(Goal): Can you rewrite only the stretch of the data from the line containing "the photo above." through the line containing "[[332, 232]]", requests included, scaling every coordinate in the answers by 0.75 and rounding each to a whole number, halves up?

Location identification items:
--------------------------------

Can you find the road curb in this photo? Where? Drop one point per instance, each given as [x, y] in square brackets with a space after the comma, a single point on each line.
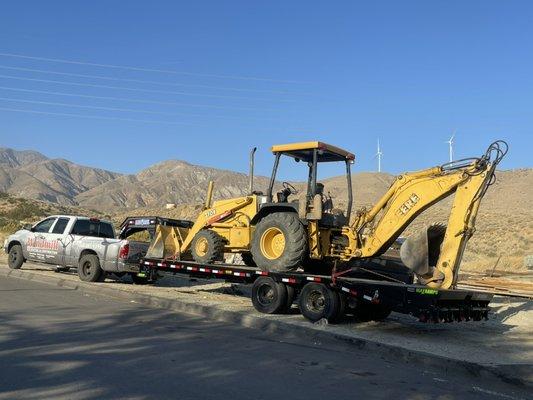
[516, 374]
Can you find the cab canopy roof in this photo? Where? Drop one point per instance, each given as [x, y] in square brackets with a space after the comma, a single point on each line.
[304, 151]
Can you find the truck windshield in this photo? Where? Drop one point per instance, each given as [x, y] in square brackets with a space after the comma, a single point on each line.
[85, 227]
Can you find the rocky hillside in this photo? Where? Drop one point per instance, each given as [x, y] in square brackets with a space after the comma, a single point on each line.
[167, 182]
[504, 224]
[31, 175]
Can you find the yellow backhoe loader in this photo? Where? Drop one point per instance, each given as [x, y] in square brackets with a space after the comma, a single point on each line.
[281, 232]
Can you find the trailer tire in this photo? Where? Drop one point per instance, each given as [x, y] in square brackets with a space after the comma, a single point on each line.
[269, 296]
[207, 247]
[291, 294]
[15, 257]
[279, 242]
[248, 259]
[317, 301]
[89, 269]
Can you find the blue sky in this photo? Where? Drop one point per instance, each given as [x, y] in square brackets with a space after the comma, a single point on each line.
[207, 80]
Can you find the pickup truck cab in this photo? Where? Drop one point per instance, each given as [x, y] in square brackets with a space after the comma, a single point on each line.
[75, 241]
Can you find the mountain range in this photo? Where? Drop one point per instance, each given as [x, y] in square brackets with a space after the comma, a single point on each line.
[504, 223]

--------------------------------

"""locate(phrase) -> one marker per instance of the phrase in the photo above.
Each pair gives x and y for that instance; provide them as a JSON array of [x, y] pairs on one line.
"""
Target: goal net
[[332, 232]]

--------------------------------

(Reply to the task):
"""locate(phrase) -> one marker per instance of the phrase in the photo above.
Each pair gives x and y for that instance; provide them as a JSON array of [x, y] pairs on one line.
"""
Target: goal net
[[249, 174]]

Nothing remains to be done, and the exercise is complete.